_Aim of the task_
Repeat exactly the lines of the listing from the line containing "of the blurred" through its last line, and nothing beyond them.
• • •
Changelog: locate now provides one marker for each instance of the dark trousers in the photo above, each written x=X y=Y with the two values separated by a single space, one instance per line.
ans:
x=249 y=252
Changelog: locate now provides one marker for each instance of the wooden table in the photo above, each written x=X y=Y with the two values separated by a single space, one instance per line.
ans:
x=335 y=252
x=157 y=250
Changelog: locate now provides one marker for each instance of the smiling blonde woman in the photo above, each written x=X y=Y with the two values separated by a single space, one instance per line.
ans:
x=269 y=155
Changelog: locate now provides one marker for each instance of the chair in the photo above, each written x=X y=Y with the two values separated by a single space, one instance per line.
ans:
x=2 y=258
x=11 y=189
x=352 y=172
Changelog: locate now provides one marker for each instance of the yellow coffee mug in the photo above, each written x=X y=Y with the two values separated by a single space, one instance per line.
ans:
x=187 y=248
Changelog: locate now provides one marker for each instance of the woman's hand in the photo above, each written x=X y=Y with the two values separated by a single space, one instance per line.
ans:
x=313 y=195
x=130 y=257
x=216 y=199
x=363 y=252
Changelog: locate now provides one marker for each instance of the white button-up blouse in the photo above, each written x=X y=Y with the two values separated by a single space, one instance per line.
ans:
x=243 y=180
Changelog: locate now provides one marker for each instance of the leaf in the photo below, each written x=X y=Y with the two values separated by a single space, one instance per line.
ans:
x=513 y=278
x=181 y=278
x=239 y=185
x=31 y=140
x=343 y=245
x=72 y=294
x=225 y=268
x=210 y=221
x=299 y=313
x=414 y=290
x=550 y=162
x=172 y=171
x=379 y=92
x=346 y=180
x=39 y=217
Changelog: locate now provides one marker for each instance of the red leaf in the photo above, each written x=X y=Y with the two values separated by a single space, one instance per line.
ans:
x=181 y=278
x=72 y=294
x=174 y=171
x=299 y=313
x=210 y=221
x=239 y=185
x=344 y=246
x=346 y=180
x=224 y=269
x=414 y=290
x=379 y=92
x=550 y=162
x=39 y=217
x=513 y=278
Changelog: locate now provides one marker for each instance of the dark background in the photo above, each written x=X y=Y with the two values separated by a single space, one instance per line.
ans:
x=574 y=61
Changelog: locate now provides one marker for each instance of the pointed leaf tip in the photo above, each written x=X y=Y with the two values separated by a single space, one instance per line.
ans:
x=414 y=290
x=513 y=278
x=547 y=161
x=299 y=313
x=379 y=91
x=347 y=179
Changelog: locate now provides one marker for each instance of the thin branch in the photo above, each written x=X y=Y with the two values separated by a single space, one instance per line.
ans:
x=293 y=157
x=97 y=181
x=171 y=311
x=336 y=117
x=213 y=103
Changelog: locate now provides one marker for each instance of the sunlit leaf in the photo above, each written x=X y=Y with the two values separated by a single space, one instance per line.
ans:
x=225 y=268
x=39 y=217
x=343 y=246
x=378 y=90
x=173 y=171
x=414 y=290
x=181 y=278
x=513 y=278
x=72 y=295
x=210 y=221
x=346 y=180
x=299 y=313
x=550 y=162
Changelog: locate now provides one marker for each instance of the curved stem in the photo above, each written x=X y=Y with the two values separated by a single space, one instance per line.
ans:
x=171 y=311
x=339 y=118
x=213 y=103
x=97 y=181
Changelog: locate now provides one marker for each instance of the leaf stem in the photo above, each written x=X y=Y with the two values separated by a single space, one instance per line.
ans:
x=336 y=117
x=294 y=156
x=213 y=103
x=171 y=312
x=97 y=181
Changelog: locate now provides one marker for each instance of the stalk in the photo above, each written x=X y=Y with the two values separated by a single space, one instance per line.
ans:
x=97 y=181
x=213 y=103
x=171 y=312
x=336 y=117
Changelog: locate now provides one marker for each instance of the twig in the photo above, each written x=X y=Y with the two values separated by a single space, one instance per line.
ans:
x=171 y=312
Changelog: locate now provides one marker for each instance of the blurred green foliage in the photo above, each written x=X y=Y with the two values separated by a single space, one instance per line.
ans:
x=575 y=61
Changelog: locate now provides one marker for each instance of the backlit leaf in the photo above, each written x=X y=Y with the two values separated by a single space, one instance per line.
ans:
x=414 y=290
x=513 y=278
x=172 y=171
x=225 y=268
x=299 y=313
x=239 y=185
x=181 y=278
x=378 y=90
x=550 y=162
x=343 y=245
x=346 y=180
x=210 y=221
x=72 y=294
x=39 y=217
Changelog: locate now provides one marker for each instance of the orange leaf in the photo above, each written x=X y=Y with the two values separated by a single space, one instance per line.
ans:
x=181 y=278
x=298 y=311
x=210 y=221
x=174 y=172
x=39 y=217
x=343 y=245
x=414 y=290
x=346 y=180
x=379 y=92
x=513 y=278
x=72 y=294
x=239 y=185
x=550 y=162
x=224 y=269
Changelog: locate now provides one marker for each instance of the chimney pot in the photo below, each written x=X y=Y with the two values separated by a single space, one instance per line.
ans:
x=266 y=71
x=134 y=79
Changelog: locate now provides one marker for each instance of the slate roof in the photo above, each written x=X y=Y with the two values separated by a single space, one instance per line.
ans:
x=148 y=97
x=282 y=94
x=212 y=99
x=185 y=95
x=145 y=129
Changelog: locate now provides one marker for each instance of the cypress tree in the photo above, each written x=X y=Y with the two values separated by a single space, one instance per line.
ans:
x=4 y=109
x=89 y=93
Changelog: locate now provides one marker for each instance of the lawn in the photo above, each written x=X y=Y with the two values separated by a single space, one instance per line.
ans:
• • •
_Right answer_
Changelog: locate now provides one marker for each instance of the blurred green foliage in the photo above, each written x=X y=Y with the two values separated by a single space, one instance per line.
ans:
x=575 y=61
Changelog: locate now provides one marker for each instance of the backlit leaf in the photo above, each written x=X y=Y with the two values separated by a single space, one instance per line.
ans:
x=414 y=290
x=513 y=278
x=172 y=171
x=225 y=268
x=299 y=313
x=239 y=185
x=181 y=278
x=378 y=90
x=550 y=162
x=343 y=245
x=346 y=180
x=210 y=221
x=72 y=294
x=39 y=217
Changelog: locate now provides one marker for each instance of the orange leaf in the photo above, each written x=X y=Y with the two values separated by a single space, one instance per line.
ans:
x=181 y=278
x=298 y=311
x=210 y=221
x=174 y=172
x=39 y=217
x=343 y=245
x=414 y=290
x=346 y=180
x=379 y=92
x=513 y=278
x=72 y=294
x=239 y=185
x=550 y=162
x=224 y=269
Changelog: locate now provides one marker for each instance of the chimney pot in the photo below, each written x=X y=Y with the two values separated by a single space, one instance per line.
ans:
x=266 y=71
x=134 y=79
Changelog: locate now provides one marker for each instance of the slate roof in the photo above, each written x=X y=Y with the two values separated by a single space, one instance per line.
ans:
x=148 y=97
x=282 y=94
x=212 y=99
x=185 y=95
x=145 y=129
Changelog: locate now provides one marker for each instance of the cypress tree in the photo above, each written x=X y=Y with the two values separated by a single space, one instance per line.
ans:
x=4 y=109
x=89 y=93
Changelog: locate now provides one marker for each instance of the lawn in the photo above, each written x=X y=Y with the two values separated by a single space, one instance per line.
ans:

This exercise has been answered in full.